**Excerpt:**
Bufferbloat: Dark Buffers In the Internet
Expanding on earlier work from Jim Gettys of Bell Labs with a new article in the ACM Queue, CowboyRobot writes that Gettys "makes the case that the Internet is in danger of collapse due to 'bufferbloat,' 'the existence of excessively large and frequently full buffers inside the network.' Part of the blame is due to overbuffering; in an effort to protect ourselves we make things worse. But the problem runs deeper than that. Gettys' solution is AQM (active queue management) which is not deployed as widely as it should be. 'We are flying on an Internet airplane in which we are constantly swapping the wings, the engines, and the fuselage, with most of the cockpit instruments removed but only a few new instruments reinstalled. It crashed before; will it crash again?'"
Cingely has been writing about this all year. He cites Jim Gettys too. See: http://www.cringely.com/tag/bufferbloat/
I paid the going retail price for a Windows screen reader and got a free Unix computer!
To configure your active queue management, the first thing I need to know is: do you have a push system, or a pull system?
Neither, sir, we have a suck system.
You never want a full buffer. At that point, it ceases to do its job.
Seems so, but isn't. For TCP traffic, a shallow buffer that drops traffic will result in more goodput than a deep buffer. Which is the point.
Someone had to do it.
That is actually the exact problem. You do not want buffers larger than the flight time of your circuit. You absolutely want the buffers to fill and drop packets otherwise.
a handful of selfish greedy people are no match for millions of selfish, greedy people -u4ya
Seems so, but isn't. For TCP traffic, a shallow buffer that drops traffic will result in more goodput than a deep buffer. Which is the point.
Yes and no...
If you don't (or only rarely) fill your buffer, a smaller buffer introduces less latency than a large one, while still allowing you to maximize throughput. If, however, you usually have your buffer full, you increase latency for literally no benefit, since you've already maximized throughput simply through resource demand.

**Entries supplied:**

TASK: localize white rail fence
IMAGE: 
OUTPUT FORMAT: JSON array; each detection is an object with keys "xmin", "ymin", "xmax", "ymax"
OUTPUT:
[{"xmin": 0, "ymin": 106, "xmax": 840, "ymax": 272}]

**Given exercise A:**
According to the bufferbloat thread, why does a buffer that is usually full add latency without any benefit?
**Given exercise B:**
In the bufferbloat thread, what solution does Gettys propose?
**Given exercise C:**
From the bufferbloat thread, copy the stretch from "That is actually" through "drop packets otherwise.".

**Correct output A:**
When the buffer is usually full, throughput is already maximized by resource demand alone. A larger buffer then only increases latency and gains nothing in return.

**Correct output B:**
Active queue management (AQM).

**Correct output C:**
That is actually the exact problem. You do not want buffers larger than the flight time of your circuit. You absolutely want the buffers to fill and drop packets otherwise.